▶ **Brief**
Using the listing below, please gather every line containing the word "query".

▶ **Data supplied**
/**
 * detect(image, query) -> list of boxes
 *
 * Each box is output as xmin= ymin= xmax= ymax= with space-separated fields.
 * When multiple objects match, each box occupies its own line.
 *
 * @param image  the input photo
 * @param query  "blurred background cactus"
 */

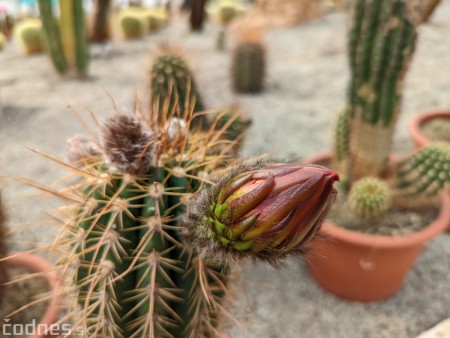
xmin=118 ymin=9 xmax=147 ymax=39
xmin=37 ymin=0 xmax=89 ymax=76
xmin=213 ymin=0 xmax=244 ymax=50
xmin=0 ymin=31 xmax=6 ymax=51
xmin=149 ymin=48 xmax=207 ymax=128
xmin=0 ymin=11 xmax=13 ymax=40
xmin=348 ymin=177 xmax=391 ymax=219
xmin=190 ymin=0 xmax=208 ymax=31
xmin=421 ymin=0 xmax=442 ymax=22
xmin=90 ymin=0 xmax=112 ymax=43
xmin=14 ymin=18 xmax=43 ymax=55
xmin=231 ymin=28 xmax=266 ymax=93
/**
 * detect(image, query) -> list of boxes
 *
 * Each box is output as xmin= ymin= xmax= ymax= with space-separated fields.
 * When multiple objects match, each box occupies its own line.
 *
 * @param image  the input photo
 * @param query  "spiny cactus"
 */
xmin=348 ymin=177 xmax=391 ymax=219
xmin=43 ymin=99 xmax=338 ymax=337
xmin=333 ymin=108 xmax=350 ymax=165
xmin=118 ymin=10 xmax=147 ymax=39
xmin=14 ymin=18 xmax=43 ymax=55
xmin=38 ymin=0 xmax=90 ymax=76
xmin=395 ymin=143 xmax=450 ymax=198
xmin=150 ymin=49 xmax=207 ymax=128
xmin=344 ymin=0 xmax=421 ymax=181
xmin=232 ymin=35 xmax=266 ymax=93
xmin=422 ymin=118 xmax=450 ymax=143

▶ **Solved problem**
 * detect(image, query) -> list of boxes
 * @param query  "blurred background cactus"
 * detect(image, query) -> list of boxes
 * @param query  "spiny cactus"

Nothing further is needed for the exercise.